■ Stored data entries:
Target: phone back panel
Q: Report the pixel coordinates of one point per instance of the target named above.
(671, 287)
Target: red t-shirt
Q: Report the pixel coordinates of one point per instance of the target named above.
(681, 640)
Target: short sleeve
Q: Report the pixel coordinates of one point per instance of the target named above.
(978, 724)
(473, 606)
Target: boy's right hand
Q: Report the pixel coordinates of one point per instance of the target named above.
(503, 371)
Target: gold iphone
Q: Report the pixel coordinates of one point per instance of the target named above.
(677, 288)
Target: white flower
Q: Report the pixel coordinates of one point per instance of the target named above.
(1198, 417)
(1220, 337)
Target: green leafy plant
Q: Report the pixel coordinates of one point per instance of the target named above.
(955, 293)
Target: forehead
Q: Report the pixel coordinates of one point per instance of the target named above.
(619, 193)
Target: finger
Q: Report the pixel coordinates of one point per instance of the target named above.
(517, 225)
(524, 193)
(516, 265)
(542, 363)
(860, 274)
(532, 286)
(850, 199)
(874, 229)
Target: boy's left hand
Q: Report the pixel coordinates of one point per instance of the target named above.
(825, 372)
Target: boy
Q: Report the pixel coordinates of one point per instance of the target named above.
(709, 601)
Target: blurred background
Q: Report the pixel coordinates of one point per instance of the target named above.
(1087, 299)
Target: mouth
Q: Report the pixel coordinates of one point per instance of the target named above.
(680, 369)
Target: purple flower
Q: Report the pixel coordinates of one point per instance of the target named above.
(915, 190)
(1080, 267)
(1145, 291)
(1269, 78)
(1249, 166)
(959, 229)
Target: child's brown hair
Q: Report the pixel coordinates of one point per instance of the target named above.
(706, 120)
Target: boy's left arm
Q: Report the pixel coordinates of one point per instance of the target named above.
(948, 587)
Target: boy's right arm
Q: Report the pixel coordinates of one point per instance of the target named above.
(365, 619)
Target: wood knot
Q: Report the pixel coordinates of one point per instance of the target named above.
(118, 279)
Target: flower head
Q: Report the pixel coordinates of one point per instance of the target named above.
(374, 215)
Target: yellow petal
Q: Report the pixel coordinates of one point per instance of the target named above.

■ Task to complete: Starting at the first line of the data above, retype each line exactly until you reach the line containing "Target: boy's right hand", and include that line too.

■ Output for this task:
Target: phone back panel
Q: Report the pixel coordinates of one point per instance of the target named above.
(671, 287)
Target: red t-shirt
Q: Report the pixel coordinates of one point per instance of the target named above.
(681, 640)
Target: short sleeve
Q: Report the pixel coordinates of one point per instance of the target named above.
(978, 724)
(473, 606)
Target: boy's right hand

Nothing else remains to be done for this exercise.